SUPPLIED MATERIAL
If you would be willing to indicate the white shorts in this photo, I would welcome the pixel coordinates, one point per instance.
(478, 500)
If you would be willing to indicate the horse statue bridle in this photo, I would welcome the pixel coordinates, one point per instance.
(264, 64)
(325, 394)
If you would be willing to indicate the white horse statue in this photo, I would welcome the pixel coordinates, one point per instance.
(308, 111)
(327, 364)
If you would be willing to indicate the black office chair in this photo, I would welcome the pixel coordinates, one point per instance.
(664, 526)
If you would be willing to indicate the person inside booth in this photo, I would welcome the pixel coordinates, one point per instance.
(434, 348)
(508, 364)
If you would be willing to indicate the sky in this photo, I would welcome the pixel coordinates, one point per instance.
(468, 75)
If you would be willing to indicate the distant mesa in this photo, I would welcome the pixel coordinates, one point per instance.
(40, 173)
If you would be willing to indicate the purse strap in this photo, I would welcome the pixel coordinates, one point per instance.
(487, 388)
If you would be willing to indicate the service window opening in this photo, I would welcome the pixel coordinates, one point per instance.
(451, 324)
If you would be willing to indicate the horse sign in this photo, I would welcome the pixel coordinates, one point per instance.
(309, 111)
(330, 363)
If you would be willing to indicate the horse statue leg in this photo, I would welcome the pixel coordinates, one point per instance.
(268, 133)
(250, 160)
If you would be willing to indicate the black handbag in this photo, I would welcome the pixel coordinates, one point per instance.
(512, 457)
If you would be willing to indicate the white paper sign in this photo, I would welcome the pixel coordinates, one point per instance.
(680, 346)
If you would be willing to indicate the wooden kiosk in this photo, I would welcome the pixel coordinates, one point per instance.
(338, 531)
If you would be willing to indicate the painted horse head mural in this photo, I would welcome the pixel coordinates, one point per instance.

GOAL OF THE EXERCISE
Output every record above verbatim, preserving the original line order and line breaks.

THE OUTPUT
If you would be willing to indicate the white shorts in this photo, I would welcome the pixel coordinates, one point per instance.
(478, 500)
If you would be willing to indicate the horse statue bridle in this photo, I would welcome the pixel coordinates, one point per instance.
(264, 64)
(325, 394)
If you would be willing to indicate the white horse statue in this photo, I would welcome the pixel coordinates, one point per instance.
(308, 111)
(327, 364)
If you would be willing to indicate the black office chair in this photo, I would welcome the pixel coordinates, one point per instance.
(664, 526)
If you would be willing to indicate the person inside booth in this photo, I would welcome the pixel coordinates, one point per instance.
(434, 348)
(508, 364)
If you would be willing to indicate the sky in this photo, I would welcome the pixel coordinates, one point per instance.
(468, 75)
If you would be willing to indicate the distant mesa in this photo, I would welcome the pixel coordinates, one point per instance.
(40, 173)
If you would be willing to indicate the purse strap in this photo, I would welcome the pixel coordinates, one point per instance.
(487, 388)
If you would be willing to indicate the service window opening in this photo, I would welcome the pixel coordinates, one point per instance.
(451, 324)
If you would be willing to indicate the horse sign in this photo, I would welcome the pixel coordinates, one point per instance.
(309, 111)
(330, 363)
If you would be willing to indicate the horse statue leg in this photo, I would welcome the pixel coordinates, one point per instance.
(268, 133)
(250, 160)
If you would be willing to indicate the black handbag in this photo, I would welcome the pixel coordinates, one point per instance.
(512, 457)
If you would be willing to indicate the white paper sign in this photo, I would welcome the pixel coordinates, one point per instance.
(680, 346)
If you would be willing to indicate the wooden kiosk in this photo, I would welcome the pixel coordinates, one point per instance.
(338, 531)
If you would be willing to indicate the painted horse head mural in this photo, I would welcome the pixel coordinates, one point per instance.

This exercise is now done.